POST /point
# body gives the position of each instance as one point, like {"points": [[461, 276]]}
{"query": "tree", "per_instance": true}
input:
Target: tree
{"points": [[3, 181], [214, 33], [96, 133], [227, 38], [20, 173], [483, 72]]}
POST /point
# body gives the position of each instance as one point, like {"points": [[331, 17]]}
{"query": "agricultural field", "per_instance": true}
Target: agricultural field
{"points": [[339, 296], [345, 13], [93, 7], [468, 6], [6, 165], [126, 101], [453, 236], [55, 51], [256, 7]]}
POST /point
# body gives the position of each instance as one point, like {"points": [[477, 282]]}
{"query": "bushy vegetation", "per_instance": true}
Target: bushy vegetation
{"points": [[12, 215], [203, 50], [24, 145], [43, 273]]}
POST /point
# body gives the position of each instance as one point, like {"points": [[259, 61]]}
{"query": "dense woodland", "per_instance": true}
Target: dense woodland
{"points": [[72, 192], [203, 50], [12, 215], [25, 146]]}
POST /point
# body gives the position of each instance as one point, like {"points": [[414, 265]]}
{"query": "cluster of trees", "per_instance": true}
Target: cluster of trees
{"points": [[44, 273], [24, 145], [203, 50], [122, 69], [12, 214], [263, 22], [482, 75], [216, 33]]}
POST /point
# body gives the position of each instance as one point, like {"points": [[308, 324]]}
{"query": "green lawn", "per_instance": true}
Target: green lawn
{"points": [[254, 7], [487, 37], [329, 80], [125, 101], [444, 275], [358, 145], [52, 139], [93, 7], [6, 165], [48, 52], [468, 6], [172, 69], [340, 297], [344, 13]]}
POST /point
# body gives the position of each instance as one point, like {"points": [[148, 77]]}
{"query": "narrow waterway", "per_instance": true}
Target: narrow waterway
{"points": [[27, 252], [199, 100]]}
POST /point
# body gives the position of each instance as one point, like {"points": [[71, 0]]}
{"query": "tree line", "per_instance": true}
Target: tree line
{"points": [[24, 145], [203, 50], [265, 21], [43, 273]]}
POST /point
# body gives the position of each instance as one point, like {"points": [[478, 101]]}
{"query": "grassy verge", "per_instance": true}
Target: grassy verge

***

REQUIREMENT:
Line by line, please copy the records above exactly.

ANSWER SPACE:
POST /point
# body gives the position of each instance as one point, like {"points": [[461, 276]]}
{"query": "tree", "per_instance": true}
input:
Target: tree
{"points": [[3, 181], [214, 33], [96, 133], [227, 38], [20, 173], [483, 72]]}
POST /point
# body gives the position of each instance as one point, like {"points": [[331, 17]]}
{"query": "agricultural field", "per_instance": true}
Target: agricultural field
{"points": [[339, 296], [345, 13], [93, 7], [468, 6], [6, 165], [126, 101], [453, 236], [55, 51], [256, 7]]}
POST /point
# body gives the position of each instance as one point, like {"points": [[477, 282]]}
{"query": "bushy vegetation", "per_instance": true}
Target: bushy vegetation
{"points": [[12, 215], [203, 50], [24, 145], [43, 273]]}
POST /point
# body gives the position of each instance as one point, like {"points": [[259, 61]]}
{"query": "dense woodland", "per_instance": true}
Target: dense woodland
{"points": [[72, 192], [203, 50], [12, 215], [25, 146]]}
POST /point
# body gives the position of each instance as one point, like {"points": [[414, 265]]}
{"query": "cluster of trees", "per_instance": true}
Target: cluster of trees
{"points": [[44, 273], [24, 145], [203, 50], [122, 69], [12, 214], [263, 22], [482, 75], [216, 33]]}
POST /point
# body gives the position of each instance as one point, like {"points": [[308, 324]]}
{"query": "green lawn", "per_instance": true}
Target: green lawn
{"points": [[254, 7], [487, 37], [329, 80], [125, 101], [444, 275], [358, 145], [52, 139], [93, 7], [6, 165], [48, 52], [468, 6], [172, 69], [340, 297], [344, 13]]}
POST /point
# body gives the position of each instance as one point, like {"points": [[148, 77]]}
{"query": "narrow waterway", "per_instance": true}
Target: narrow waterway
{"points": [[27, 252], [199, 100]]}
POST /point
# body gives the position of each instance as one point, like {"points": [[71, 0]]}
{"query": "tree line", "per_instance": true}
Target: tree line
{"points": [[24, 145], [203, 50], [265, 21], [43, 273]]}
POST /point
# body gives the position of each instance as one point, like {"points": [[478, 101]]}
{"query": "grassy verge", "per_instance": true}
Target: grassy verge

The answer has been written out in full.